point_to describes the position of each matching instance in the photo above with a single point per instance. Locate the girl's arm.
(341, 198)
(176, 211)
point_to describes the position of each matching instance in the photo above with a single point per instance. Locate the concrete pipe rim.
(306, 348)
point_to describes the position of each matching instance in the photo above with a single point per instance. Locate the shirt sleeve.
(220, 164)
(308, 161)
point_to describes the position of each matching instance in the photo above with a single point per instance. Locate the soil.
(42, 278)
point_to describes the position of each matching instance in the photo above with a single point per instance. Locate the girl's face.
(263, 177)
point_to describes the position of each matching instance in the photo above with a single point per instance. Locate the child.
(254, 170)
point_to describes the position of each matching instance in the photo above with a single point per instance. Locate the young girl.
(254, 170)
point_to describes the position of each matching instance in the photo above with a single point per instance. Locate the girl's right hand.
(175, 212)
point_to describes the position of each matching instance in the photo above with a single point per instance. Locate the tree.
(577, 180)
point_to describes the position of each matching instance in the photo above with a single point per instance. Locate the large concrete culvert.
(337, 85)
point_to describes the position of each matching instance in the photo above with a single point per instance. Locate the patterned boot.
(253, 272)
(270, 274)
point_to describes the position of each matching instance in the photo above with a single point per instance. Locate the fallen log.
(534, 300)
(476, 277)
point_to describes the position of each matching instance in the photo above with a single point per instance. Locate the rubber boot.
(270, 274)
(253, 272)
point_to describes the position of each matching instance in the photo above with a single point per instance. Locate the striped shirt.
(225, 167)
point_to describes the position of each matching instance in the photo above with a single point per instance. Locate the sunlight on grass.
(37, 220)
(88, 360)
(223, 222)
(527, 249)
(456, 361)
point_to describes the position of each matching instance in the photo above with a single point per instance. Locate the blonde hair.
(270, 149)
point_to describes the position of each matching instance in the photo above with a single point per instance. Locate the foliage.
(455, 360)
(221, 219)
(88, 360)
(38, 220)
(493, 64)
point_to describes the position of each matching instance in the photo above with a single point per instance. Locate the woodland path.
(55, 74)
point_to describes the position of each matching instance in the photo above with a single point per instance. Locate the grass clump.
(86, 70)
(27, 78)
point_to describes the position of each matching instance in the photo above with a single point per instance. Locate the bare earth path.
■ ■ ■
What the task asks: Every line of the material above should be repeated exactly.

Answer space:
point_to describes the position of each matching instance in the photo above with a single point per instance. Locate the girl's arm.
(341, 198)
(176, 211)
point_to describes the position of each matching instance in the photo above with a single point per instance. Locate the concrete pipe rim.
(306, 348)
point_to describes the position of each matching instance in the photo above with a single point per instance. Locate the shirt sleeve.
(220, 164)
(308, 161)
point_to describes the position of each matching instance in the photo above with a single point per instance. Locate the soil.
(42, 278)
point_to describes the position of each matching instance in the photo above with a single point per instance. Locate the girl's face.
(263, 177)
point_to describes the position of each matching instance in the photo above with a single point per instance. Locate the child.
(254, 170)
point_to describes the position of each matching instance in the photo above with a single point per instance. Locate the young girl.
(254, 170)
point_to describes the position of each matching instance in the photo above with a single point per instance. Locate the girl's right hand.
(175, 212)
point_to describes the position of each matching instance in the photo above with a single point per instance. Locate the tree.
(577, 180)
point_to describes the position of each matching instance in the photo above with a single point per instance. Locate the large concrete culvert.
(337, 85)
point_to describes the position of each matching instance in the photo above with a single point per instance. Locate the patterned boot.
(253, 272)
(270, 274)
point_to describes the position of each matching instance in the photo above with a single point per instance. Locate the fallen log.
(534, 300)
(476, 277)
point_to describes the position of each matching instance in the photo above with a single point per instance. Locate the rubber boot.
(270, 274)
(253, 272)
point_to describes the position of each matching instance in the photo above with a single point per instance. Locate the striped shirt.
(225, 167)
point_to describes the position of each matching instance in the photo above with a single point per instance. Locate the sunlight on grass.
(37, 220)
(88, 360)
(223, 222)
(527, 249)
(456, 361)
point_to describes the position of each matching instance in the photo above with a single point per instance. Locate the blonde hair.
(270, 149)
point_to describes the position of each matching instance in the photo above with a single point per instance. Locate the foliage.
(455, 360)
(221, 219)
(88, 360)
(38, 220)
(493, 64)
point_to describes the position of each matching instance in the photo above with a single point per instance. Locate the woodland path.
(55, 74)
point_to describes the position of each matching instance in the photo above with a single point per instance. Locate the grass clump.
(86, 70)
(27, 78)
point_to describes the position of each matching instance in the photo above with a single point per instance. Locate the bare earth path.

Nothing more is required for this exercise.